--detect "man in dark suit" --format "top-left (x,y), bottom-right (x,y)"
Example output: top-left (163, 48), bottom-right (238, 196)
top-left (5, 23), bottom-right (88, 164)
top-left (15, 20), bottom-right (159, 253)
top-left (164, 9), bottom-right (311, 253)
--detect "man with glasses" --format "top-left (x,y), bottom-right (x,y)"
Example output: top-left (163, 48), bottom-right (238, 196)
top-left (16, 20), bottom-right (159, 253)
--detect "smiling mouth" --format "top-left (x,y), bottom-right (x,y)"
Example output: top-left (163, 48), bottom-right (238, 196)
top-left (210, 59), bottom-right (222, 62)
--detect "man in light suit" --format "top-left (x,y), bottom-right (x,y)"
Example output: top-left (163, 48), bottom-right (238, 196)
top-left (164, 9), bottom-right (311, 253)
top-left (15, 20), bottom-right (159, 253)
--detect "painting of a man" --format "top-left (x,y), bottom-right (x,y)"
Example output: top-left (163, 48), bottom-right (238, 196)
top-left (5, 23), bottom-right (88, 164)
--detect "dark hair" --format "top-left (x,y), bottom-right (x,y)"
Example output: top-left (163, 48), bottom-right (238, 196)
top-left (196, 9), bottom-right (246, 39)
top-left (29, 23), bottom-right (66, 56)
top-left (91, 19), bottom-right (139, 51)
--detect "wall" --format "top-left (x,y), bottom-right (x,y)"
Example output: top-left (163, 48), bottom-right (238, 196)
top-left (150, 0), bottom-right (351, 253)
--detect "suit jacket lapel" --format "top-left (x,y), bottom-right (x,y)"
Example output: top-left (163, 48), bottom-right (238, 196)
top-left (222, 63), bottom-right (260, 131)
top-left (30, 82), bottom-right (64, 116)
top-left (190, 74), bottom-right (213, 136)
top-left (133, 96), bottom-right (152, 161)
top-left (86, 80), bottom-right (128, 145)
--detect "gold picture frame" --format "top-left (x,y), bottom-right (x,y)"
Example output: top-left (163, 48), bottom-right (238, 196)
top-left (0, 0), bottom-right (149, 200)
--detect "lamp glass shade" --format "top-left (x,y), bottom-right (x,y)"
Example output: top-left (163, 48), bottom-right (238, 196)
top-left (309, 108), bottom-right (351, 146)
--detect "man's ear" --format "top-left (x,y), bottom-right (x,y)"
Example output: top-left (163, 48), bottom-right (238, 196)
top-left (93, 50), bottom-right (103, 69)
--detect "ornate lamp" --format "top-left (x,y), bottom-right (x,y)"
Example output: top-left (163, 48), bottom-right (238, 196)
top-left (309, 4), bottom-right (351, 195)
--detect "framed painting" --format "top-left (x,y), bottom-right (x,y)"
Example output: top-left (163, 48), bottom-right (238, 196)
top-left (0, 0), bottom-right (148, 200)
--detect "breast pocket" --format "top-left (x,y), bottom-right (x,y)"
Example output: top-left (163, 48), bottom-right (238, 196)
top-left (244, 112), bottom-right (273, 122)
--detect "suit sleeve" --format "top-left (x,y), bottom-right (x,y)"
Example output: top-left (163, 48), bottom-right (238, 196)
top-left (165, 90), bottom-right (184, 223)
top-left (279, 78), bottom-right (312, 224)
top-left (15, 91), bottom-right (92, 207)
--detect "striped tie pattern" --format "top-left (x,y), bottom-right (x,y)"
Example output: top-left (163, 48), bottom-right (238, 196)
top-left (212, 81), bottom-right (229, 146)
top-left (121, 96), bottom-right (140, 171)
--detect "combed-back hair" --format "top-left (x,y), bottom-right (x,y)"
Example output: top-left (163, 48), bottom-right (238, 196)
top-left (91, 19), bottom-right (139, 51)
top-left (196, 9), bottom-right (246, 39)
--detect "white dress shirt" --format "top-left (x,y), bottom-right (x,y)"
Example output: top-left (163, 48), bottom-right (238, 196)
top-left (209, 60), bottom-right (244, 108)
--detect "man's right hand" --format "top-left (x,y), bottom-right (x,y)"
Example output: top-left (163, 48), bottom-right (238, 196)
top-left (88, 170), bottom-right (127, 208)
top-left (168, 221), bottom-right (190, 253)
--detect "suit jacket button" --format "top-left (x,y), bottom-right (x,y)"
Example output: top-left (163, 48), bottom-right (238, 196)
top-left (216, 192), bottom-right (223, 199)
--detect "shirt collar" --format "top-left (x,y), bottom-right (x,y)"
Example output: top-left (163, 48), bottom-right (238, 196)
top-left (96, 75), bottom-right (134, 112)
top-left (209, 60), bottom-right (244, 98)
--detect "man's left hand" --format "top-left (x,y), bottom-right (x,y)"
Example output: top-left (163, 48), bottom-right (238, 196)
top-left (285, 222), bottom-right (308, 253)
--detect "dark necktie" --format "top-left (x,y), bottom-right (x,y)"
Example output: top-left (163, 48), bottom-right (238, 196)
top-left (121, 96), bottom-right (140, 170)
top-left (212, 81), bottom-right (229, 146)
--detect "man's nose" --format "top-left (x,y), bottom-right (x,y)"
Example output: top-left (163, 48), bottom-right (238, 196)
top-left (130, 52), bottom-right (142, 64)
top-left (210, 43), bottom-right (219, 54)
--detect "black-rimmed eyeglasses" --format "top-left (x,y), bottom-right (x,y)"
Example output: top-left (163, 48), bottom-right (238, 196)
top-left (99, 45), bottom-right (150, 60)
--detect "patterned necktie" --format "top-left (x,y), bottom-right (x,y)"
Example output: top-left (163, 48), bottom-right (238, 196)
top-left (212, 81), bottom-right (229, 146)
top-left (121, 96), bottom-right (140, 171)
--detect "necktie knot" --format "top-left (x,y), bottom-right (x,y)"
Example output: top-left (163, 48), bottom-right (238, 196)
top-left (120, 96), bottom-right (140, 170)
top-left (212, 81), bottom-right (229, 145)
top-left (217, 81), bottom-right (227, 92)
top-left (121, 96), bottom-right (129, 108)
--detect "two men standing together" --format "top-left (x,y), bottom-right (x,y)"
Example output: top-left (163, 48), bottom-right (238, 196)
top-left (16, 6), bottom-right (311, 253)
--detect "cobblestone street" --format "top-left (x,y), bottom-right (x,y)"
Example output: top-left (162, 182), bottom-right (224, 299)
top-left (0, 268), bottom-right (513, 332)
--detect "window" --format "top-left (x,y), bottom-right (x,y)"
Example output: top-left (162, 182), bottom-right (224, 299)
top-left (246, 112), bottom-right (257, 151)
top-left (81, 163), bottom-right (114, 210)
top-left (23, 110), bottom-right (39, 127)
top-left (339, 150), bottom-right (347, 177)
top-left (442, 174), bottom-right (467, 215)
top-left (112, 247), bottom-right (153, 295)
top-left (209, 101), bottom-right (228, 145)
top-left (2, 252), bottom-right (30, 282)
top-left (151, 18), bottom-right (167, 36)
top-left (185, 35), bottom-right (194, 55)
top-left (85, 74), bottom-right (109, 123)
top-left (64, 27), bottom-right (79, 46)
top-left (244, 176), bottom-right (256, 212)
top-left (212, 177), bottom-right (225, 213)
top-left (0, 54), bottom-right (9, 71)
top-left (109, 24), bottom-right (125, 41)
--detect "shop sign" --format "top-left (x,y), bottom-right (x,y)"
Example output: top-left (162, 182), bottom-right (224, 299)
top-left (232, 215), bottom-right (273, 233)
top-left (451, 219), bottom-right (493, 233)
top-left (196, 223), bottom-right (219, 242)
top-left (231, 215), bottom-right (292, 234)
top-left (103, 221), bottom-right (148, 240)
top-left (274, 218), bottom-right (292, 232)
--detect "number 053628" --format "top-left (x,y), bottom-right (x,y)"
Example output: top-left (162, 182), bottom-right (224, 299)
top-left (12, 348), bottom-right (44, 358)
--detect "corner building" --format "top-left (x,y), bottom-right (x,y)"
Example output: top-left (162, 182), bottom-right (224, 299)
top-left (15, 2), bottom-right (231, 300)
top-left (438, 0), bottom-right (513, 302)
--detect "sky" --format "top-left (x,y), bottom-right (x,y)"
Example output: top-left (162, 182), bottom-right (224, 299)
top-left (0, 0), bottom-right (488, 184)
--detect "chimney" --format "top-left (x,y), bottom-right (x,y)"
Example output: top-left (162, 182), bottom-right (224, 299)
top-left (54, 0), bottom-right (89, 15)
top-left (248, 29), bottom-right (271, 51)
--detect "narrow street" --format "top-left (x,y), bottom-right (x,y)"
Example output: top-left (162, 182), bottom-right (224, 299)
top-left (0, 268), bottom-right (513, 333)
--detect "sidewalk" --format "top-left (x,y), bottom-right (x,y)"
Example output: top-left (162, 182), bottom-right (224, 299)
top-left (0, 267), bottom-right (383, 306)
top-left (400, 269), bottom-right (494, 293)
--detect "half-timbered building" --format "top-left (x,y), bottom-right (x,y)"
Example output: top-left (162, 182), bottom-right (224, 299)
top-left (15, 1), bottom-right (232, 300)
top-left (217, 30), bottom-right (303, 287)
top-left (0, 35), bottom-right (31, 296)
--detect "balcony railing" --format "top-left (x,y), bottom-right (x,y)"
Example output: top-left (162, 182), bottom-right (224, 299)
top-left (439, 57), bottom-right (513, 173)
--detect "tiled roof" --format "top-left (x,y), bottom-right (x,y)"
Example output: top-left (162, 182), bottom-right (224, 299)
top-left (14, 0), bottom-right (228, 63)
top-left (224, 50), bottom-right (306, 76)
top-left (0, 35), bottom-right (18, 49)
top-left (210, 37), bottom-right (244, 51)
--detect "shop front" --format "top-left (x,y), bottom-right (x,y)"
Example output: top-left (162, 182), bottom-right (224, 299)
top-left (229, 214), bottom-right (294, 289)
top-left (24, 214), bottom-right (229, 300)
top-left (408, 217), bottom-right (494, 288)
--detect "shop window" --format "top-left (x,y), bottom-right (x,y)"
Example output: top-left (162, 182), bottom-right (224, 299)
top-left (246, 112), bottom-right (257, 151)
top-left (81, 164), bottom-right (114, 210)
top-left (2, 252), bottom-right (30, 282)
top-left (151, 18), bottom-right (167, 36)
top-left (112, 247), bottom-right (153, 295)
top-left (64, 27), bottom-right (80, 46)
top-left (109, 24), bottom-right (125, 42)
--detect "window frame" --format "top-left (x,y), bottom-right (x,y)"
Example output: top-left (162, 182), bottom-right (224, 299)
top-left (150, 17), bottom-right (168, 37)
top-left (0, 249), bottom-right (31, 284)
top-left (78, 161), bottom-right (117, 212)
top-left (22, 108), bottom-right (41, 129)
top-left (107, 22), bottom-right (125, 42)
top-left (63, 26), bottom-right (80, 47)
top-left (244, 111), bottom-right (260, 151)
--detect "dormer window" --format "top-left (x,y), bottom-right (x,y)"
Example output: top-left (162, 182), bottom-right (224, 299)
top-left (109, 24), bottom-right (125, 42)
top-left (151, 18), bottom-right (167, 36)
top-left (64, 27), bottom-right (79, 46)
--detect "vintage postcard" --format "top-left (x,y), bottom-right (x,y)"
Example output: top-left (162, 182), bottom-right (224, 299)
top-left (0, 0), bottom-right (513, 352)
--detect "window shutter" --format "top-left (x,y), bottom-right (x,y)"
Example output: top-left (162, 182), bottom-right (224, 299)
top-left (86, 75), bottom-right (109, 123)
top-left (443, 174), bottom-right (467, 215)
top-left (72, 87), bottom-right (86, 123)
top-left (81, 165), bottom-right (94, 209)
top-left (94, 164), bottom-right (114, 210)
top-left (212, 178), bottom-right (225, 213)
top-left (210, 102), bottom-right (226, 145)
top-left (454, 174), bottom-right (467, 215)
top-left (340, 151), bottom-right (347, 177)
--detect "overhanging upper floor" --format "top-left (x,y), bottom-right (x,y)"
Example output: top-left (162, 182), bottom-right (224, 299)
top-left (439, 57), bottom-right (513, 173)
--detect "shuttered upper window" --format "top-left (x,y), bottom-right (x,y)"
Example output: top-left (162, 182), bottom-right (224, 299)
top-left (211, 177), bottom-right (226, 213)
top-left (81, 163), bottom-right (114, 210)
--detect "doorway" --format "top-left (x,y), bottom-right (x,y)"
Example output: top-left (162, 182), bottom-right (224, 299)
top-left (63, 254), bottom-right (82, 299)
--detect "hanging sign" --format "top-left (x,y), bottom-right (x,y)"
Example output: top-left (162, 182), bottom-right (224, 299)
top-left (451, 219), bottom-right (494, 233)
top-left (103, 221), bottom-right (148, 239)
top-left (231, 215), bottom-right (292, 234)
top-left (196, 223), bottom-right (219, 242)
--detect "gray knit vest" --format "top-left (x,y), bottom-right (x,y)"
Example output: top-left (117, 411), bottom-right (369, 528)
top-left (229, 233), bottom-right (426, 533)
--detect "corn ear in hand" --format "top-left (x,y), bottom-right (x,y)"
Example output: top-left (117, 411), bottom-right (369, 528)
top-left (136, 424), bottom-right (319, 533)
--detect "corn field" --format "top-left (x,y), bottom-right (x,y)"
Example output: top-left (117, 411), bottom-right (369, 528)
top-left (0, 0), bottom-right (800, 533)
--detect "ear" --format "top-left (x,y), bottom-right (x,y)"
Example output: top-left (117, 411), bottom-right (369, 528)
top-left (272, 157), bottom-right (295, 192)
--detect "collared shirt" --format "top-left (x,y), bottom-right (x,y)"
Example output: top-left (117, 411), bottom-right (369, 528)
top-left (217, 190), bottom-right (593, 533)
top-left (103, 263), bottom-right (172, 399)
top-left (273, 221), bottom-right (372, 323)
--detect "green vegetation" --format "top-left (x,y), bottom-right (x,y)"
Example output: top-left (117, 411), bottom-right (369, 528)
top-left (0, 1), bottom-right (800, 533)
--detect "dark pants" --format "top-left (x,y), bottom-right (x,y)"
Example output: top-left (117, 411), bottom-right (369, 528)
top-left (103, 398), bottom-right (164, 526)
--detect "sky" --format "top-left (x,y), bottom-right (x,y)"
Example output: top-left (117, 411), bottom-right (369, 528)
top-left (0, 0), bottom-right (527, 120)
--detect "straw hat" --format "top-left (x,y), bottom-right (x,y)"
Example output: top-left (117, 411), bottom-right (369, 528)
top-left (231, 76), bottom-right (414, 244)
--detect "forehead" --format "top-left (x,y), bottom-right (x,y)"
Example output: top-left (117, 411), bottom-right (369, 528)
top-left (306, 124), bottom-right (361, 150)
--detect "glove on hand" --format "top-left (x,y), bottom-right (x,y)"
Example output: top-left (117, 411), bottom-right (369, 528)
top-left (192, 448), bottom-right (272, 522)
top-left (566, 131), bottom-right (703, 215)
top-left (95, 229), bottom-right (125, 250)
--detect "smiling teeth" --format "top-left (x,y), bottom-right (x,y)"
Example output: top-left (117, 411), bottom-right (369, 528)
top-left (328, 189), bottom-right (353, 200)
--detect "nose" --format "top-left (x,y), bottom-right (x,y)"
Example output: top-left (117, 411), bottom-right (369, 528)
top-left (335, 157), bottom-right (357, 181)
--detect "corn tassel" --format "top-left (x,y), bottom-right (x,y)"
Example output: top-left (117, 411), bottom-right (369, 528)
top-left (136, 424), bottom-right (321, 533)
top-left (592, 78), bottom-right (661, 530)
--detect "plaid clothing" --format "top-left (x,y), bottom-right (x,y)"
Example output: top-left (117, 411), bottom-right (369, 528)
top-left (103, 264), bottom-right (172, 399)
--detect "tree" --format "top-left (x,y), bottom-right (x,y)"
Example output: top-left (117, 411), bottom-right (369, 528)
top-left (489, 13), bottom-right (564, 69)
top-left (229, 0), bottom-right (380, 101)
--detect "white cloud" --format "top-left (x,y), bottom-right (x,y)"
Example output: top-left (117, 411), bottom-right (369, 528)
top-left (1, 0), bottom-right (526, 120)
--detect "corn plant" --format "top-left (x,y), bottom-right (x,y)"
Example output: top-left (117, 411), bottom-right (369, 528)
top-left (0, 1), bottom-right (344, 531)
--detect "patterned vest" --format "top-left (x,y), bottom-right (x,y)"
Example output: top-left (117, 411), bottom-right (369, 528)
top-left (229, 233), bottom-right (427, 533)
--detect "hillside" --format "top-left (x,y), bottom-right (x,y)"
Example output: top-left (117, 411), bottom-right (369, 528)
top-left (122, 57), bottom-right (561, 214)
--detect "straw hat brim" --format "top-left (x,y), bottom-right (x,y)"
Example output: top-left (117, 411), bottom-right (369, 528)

■ WORK REQUIRED
Copy the records line for line, from the first line through the line with "top-left (16, 20), bottom-right (159, 253)", including that line.

■ REPLY TO THE TASK
--detect "man in dark suit" --format "top-left (x,y), bottom-right (x,y)"
Example output: top-left (163, 48), bottom-right (238, 196)
top-left (5, 23), bottom-right (88, 164)
top-left (15, 20), bottom-right (159, 253)
top-left (164, 9), bottom-right (311, 253)
--detect "man with glasses" --format "top-left (x,y), bottom-right (x,y)"
Example output: top-left (163, 48), bottom-right (238, 196)
top-left (16, 20), bottom-right (159, 253)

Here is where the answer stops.